--- begin Document extract ---

AMERICA, FRACTURED
Where We’re Headed and How to Change Course

Let’s take a look at a quick snapshot of the American economy.
Divided. Factional. Fractured.
You might have heard it’s the 99% vs. the 1% or the 53% against the 47%, “the makers and the takers”, the haves and have nots, class warfare. However we view it, somehow we just know it’s definitely divided. Income inequality is of concern and there exists a fawning opportunity gap across the nation, with many people and places locked out of any sort of recovery or renewal.
The numbers bear this out. While overall unemployment is low, it is much higher for African-Americans, Hispanic-Americans, and millennials. Unemployment is down, but underemployment remains high, and many Americans that were employed full-time a few years ago are struggling to get by on two or three jobs now. For many, we try to get ahead, but it seems we’re stuck running in place. We feel like we have lost some value to society, and, to be sure, we are.
The common vocabulary now is to divide Americans by those who are more privileged and those who are not as privileged.
First, the more privileged Americans:
The Americans most valuable to the economy have what is called social capital — the cumulative resources of knowledge, networks, and experience that makes them more valuable as employees and contacts. They have had access to the best education, can afford to attend college, own homes, save for retirement, obtain health insurance, and maintain well-paying jobs with guaranteed benefits for themselves and their families. Their children are privileged too, for now, and they are currently the leading consumers and producers, the demand-side and the supply-side, of the economy. They are the middle-income and upper-income earners of America, net taxpayers, and the least likely group to rely on any government benefits until retirement. Most are white and most white people are among this group — white privilege is no misnomer.
The other Americans have inherent value but they’re struggling. They lack the resources that comprise social capital, live in unsafe, often violent, homes and communities. They have attended worse schools and lack for opportunities at gainful employment. They’re more likely to rent a home than own one, and they spend more on bills than they do on new products so they’re not the consumers driving the economy. They’re not net taxpayers, and they’re most likely to rely on government benefits. Let me be clear, most are less privileged through no fault of their own. Society has failed them. It is a diverse and broad group but heavily tilts against minorities and immigrant families.

--- end Document extract ---

▸ **Brief 1**
From the listing, copy verbatim the lines beginning with the line that contains "task | place a point on the person's right" and continuing through the line that contains "x=565, y=256", with both of those lines included.

--- begin Extracted records ---

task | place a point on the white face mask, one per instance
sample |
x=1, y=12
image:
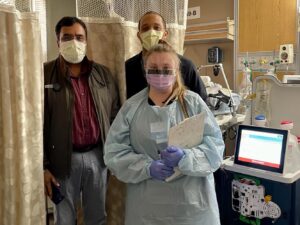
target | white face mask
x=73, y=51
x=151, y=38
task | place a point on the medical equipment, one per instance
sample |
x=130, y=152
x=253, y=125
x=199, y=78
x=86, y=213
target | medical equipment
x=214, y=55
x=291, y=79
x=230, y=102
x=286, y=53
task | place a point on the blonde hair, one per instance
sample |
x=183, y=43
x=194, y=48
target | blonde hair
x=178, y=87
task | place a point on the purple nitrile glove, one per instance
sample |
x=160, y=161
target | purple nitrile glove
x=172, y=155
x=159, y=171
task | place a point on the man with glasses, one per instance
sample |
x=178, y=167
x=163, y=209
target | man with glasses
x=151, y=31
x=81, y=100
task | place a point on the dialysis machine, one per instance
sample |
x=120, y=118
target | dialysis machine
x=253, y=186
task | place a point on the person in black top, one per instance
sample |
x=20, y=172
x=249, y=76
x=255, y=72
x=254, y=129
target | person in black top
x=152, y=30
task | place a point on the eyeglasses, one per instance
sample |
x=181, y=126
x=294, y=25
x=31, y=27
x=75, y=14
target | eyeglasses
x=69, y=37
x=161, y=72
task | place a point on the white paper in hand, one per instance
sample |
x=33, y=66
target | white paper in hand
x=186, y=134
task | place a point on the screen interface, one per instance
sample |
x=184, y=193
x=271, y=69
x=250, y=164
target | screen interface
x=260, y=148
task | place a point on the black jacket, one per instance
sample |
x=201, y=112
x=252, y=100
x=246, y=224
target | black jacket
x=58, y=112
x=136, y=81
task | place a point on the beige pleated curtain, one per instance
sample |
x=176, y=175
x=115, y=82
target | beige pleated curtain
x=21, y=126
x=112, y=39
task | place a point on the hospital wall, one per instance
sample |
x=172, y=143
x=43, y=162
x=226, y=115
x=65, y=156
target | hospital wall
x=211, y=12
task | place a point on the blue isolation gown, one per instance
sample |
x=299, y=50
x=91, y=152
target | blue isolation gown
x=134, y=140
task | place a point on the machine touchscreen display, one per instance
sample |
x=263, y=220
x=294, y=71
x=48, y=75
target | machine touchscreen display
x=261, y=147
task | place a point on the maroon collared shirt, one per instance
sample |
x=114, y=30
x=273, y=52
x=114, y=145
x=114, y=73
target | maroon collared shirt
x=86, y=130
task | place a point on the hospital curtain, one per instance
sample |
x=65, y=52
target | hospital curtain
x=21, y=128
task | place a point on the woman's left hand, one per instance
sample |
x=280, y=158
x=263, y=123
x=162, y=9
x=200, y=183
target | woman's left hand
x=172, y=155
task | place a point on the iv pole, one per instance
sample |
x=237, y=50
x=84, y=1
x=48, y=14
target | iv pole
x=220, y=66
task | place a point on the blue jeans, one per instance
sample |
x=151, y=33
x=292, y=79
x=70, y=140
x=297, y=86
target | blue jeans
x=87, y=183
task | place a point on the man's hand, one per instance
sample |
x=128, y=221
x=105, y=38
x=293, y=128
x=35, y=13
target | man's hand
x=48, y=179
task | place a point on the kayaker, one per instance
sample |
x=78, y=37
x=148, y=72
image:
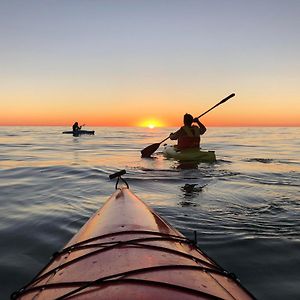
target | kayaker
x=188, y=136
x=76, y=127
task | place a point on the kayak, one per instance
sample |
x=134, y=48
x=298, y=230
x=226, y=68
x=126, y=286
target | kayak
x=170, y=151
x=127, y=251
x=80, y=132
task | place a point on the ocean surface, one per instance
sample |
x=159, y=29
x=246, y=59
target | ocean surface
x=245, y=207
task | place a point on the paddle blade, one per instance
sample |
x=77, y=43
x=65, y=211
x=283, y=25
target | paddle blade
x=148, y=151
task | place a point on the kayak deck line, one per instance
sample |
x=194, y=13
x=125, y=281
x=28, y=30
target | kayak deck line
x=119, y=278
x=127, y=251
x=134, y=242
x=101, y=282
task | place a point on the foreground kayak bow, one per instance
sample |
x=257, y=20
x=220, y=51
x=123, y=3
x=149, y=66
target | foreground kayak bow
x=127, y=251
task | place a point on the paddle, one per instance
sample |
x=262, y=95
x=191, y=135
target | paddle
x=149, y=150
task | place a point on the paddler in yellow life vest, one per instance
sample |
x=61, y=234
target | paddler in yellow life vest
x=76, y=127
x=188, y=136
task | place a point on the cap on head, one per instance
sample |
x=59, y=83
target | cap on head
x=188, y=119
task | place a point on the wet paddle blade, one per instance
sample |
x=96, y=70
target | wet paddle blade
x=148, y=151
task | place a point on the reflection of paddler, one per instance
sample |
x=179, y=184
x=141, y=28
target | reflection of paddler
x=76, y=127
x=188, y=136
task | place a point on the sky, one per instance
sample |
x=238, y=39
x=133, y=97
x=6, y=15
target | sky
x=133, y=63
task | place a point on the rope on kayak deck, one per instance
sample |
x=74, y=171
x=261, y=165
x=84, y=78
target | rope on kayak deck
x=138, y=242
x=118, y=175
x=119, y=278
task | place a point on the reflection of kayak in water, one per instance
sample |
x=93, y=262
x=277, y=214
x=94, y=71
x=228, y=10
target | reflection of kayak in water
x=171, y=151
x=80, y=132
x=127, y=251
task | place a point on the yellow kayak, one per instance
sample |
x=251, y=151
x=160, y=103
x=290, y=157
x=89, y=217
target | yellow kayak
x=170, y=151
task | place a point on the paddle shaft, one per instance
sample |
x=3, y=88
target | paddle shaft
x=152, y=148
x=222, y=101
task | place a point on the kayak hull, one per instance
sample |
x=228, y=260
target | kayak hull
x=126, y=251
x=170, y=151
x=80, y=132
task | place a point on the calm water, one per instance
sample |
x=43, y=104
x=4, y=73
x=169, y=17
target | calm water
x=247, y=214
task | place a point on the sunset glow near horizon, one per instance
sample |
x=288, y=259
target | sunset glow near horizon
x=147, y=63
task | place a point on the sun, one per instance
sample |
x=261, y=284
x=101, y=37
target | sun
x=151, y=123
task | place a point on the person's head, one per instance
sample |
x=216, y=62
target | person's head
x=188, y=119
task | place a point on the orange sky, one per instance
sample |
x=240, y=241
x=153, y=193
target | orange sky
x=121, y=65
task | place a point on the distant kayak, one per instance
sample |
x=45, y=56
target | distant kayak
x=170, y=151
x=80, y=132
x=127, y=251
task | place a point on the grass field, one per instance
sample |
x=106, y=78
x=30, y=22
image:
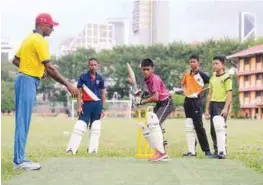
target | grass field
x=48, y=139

--- end Extracted records ---
--- begin Extracted records ---

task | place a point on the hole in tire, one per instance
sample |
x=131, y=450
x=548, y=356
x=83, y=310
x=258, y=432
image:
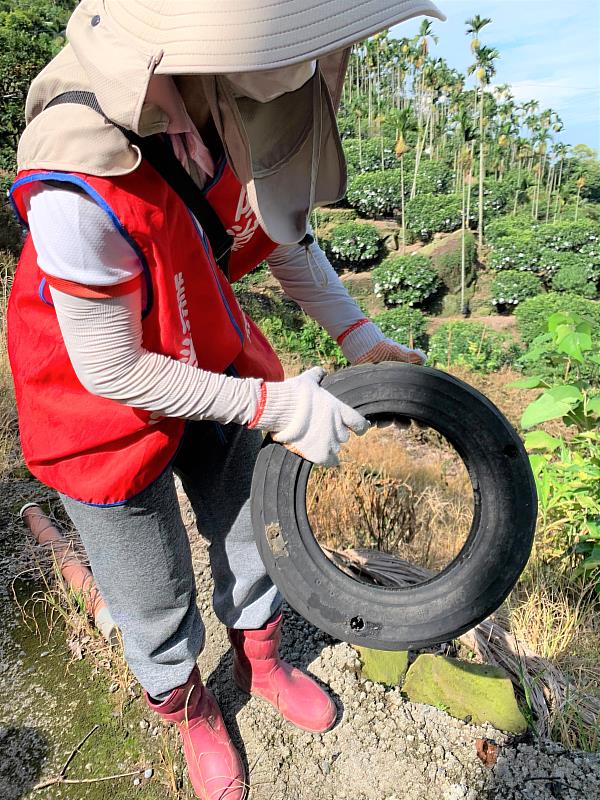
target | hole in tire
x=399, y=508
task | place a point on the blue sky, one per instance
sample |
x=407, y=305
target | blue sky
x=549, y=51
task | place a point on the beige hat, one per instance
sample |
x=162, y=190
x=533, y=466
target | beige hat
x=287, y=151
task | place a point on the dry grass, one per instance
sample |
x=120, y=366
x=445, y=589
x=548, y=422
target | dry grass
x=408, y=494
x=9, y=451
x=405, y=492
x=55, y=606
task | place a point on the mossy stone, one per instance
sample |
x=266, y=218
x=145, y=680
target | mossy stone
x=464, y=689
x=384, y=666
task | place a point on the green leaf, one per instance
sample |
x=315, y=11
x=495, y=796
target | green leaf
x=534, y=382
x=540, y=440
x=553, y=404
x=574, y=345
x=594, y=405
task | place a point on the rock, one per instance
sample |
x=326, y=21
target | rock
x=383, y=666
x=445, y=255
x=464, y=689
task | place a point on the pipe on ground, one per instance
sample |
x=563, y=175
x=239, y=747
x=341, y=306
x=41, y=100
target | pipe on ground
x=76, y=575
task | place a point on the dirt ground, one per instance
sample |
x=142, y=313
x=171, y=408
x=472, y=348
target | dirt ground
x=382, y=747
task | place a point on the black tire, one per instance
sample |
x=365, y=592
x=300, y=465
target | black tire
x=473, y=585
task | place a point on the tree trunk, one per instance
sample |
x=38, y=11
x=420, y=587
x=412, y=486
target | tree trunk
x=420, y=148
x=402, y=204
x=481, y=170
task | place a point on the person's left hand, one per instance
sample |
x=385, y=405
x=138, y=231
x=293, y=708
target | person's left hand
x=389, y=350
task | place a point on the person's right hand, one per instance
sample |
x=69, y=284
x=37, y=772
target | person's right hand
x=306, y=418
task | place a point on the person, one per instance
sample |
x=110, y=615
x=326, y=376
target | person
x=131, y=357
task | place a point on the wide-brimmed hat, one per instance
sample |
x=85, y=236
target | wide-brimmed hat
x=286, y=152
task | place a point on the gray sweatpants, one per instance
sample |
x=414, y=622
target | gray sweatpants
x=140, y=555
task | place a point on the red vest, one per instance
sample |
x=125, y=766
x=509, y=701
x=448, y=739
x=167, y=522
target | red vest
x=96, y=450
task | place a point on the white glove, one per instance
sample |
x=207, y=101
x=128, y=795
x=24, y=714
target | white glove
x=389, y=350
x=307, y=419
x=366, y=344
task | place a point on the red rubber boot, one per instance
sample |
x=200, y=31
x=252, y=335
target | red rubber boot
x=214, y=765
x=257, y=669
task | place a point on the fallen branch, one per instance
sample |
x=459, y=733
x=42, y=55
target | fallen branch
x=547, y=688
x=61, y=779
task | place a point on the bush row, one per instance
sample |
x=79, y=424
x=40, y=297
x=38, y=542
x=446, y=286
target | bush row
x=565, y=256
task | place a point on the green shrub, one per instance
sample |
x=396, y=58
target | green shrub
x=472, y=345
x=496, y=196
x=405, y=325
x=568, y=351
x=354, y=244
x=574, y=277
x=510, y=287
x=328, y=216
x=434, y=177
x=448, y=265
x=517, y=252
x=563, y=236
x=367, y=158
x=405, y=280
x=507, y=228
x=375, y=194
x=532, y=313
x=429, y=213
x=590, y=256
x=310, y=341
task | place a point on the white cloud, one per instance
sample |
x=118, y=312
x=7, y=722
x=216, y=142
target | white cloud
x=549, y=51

--- end Extracted records ---
--- begin Extracted records ---

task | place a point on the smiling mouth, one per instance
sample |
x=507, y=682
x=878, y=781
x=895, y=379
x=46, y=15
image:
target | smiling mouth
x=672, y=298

--- end Extracted records ---

▸ **Brief 2**
In the essay on America's divided economy, condense the paragraph that opens "The numbers bear this out" into a shorter version that keeps its main facts.

▸ **Exercise answer 1**
task | place a point on the person's right hand, one per instance
sample |
x=69, y=284
x=37, y=772
target | person's right hand
x=306, y=418
task | place a point on the person, one per instance
sample |
x=110, y=615
x=326, y=376
target | person
x=131, y=357
task | place a point on the wide-brimmed hat, one per instance
sample |
x=85, y=236
target | wide-brimmed hat
x=286, y=152
task | place a point on the gray sweatpants, one per instance
sample |
x=414, y=622
target | gray sweatpants
x=140, y=555
task | place a point on the red vest, one per instance
sample |
x=125, y=766
x=509, y=701
x=448, y=739
x=167, y=522
target | red vest
x=96, y=450
task | place a point on the white glove, one per instance
sample |
x=207, y=101
x=128, y=795
x=24, y=714
target | white glove
x=389, y=350
x=307, y=419
x=366, y=344
task | place a point on the red rubber boot, one per instance
sample |
x=200, y=31
x=252, y=335
target | red rubber boot
x=214, y=765
x=257, y=669
task | place a point on the fallen branch, one per instance
sample |
x=459, y=733
x=42, y=55
target | fallen branch
x=547, y=688
x=61, y=779
task | place a point on the bush row, one per instance
sample |
x=79, y=424
x=40, y=297
x=38, y=542
x=446, y=286
target | bush row
x=565, y=256

▸ **Exercise answer 2**
Overall unemployment is low, but it is much higher for African-Americans, Hispanic-Americans, and millennials. Underemployment also remains high, and many people who held full-time jobs a few years ago now struggle to get by on two or three jobs. Many feel stuck running in place and feel they have lost some value to society, which the paragraph says is true.